Collected data:

#####

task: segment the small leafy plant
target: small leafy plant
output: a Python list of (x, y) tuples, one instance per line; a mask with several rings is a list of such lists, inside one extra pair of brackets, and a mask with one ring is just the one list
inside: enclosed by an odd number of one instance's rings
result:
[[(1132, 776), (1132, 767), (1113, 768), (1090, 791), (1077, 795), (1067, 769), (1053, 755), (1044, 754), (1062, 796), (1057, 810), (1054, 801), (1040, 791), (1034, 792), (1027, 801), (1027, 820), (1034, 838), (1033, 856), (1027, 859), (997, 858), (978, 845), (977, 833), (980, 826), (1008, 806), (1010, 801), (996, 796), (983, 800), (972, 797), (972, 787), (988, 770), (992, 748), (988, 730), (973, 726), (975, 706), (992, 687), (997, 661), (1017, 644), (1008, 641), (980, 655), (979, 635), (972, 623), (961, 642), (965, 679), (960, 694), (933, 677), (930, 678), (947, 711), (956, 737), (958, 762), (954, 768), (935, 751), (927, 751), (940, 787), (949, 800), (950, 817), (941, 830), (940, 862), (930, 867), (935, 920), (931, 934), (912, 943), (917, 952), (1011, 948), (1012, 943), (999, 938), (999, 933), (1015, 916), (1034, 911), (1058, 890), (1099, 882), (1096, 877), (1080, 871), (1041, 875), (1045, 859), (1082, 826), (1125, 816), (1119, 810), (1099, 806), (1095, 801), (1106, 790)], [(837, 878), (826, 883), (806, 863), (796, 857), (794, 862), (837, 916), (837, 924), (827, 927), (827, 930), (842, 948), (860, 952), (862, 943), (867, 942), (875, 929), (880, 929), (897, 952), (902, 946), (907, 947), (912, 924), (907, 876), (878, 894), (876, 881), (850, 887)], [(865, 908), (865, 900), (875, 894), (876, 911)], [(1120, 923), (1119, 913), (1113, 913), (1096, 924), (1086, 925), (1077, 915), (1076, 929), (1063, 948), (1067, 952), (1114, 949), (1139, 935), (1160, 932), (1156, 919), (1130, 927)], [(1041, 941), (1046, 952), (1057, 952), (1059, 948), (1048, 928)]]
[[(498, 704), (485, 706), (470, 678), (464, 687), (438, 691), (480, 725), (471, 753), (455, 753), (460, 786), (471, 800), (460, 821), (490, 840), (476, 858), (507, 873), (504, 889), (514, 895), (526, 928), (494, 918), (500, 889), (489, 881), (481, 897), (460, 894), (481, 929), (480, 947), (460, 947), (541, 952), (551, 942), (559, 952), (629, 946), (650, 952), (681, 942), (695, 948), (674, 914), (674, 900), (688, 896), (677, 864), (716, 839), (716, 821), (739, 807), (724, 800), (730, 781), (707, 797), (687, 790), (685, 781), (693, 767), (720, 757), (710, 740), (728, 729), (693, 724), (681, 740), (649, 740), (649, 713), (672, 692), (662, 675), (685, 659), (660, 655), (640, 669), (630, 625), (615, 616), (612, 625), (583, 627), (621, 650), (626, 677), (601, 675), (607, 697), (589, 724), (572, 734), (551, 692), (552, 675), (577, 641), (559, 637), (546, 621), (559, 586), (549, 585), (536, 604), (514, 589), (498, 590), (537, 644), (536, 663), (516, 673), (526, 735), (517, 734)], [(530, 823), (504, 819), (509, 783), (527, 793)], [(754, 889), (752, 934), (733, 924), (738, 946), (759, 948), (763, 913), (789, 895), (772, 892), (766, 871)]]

#####

Problem requirements:
Locate every line in the items above that contains the string "plant", and copy each of those lines. Treat uppercase and lowercase letters as different.

Task result:
task: segment the small leafy plant
target: small leafy plant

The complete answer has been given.